- **PROBLEM TO SOLVE**:
Look through the data below and return each line where "framed" appears.

- **LISTED RECORDS**:
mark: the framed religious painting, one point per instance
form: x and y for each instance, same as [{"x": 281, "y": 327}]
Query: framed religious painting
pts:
--
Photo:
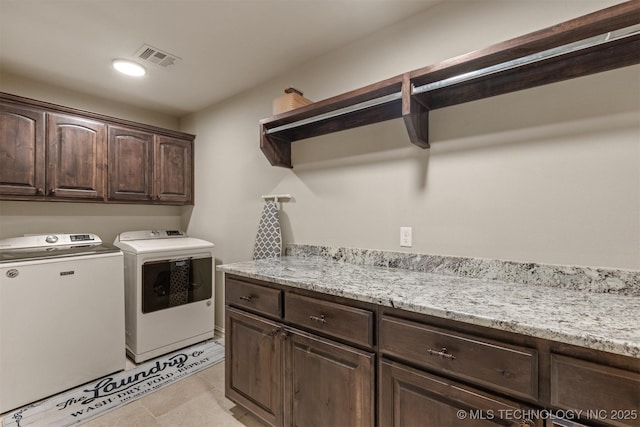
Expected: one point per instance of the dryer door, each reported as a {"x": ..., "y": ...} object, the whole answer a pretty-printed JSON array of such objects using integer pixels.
--
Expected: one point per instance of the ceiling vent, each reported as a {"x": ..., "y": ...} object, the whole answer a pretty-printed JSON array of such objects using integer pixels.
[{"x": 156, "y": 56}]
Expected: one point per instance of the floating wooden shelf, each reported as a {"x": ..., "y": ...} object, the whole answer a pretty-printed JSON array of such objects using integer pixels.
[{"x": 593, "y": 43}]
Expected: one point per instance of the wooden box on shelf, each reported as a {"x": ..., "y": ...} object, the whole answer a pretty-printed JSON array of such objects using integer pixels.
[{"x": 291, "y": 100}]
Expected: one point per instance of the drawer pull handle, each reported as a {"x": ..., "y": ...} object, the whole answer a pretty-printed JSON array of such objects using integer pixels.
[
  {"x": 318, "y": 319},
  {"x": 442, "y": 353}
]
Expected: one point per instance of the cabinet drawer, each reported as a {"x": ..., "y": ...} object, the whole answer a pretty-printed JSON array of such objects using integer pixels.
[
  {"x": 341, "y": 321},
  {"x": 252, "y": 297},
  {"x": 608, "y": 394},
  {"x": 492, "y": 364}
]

- **TASK SOLUTION**:
mark: the framed religious painting, one point per instance
Query: framed religious painting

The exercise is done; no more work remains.